→ **Work to do**
In the glossary of deal terms, reproduce everything from "Anti-embarrassment clause" down to "on PE-backed transactions.", replacing "uplift" with "increase".

begin Source passage

Anti-embarrassment clause
A clause requiring the seller to share in any uplift if the buyer resells the practice within a defined period (typically 24 months) at a materially higher multiple. Protects the seller from a buyer who acquires cheaply then flips for a quick profit. Negotiable on direct chartered-firm deals; standard on PE-backed transactions.
Asset sale
A deal structure where the buyer acquires the goodwill, work-in-progress, fixed assets, and (usually) employment contracts of the practice, but not the seller's company. The seller's company retains its corporate identity, settles outstanding obligations, and distributes the proceeds to shareholders over time. Buyers typically prefer asset sale because they can pick what they take and step up the goodwill base for tax-amortisation purposes. Sellers usually prefer share sale because of the cleaner CGT treatment with BADR. The negotiated outcome is often a compromise. See /deal-structure/.
BADR (Business Asset Disposal Relief)

end Source passage
begin Stored data

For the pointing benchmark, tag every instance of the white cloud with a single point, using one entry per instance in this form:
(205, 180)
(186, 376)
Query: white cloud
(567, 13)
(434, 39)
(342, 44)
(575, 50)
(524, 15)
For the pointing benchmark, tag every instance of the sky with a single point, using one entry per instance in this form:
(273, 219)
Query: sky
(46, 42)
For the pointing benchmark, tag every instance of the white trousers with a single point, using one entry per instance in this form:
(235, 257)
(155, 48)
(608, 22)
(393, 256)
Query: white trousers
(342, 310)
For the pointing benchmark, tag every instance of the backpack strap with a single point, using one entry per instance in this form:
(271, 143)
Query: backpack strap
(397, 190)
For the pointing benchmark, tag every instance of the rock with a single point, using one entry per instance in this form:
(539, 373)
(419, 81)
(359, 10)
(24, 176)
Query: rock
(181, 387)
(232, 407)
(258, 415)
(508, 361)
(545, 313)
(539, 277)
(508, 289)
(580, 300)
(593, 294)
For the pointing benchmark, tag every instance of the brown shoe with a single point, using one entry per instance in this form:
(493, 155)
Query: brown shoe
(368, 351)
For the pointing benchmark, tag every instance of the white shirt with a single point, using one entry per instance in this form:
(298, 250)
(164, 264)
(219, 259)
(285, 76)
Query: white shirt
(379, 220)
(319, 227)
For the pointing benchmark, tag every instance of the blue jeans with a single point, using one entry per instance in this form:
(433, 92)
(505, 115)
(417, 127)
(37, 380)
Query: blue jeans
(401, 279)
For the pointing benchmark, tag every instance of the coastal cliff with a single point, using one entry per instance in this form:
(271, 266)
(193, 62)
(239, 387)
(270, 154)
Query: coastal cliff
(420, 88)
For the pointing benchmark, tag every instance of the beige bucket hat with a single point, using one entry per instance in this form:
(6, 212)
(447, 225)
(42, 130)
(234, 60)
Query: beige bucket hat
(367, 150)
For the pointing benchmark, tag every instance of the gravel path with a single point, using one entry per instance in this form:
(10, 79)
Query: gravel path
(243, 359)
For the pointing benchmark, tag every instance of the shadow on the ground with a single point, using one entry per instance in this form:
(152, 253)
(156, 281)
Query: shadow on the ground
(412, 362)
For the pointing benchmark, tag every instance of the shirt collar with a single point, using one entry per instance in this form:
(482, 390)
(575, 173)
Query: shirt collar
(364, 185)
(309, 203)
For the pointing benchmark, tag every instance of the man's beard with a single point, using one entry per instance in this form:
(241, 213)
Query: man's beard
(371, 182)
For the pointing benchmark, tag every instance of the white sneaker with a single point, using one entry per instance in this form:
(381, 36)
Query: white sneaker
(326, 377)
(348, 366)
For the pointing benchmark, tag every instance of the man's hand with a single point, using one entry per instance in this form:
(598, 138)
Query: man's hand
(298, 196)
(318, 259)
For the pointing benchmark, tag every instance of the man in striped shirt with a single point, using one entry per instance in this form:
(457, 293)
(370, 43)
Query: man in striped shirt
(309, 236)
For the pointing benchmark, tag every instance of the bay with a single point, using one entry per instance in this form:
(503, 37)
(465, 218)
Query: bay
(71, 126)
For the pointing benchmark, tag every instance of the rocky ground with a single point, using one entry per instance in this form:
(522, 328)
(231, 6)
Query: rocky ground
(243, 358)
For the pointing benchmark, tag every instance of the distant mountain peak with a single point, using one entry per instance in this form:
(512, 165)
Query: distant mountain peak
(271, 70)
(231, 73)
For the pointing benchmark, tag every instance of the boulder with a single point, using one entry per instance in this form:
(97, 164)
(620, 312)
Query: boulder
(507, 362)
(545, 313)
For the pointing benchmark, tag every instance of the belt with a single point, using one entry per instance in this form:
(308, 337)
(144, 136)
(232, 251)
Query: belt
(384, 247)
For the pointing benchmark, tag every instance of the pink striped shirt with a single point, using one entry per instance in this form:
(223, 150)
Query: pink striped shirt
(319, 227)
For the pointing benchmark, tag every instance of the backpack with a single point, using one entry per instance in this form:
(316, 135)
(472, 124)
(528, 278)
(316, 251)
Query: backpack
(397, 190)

end Stored data

→ **Solution to this task**
Anti-embarrassment clause
A clause requiring the seller to share in any increase if the buyer resells the practice within a defined period (typically 24 months) at a materially higher multiple. Protects the seller from a buyer who acquires cheaply then flips for a quick profit. Negotiable on direct chartered-firm deals; standard on PE-backed transactions.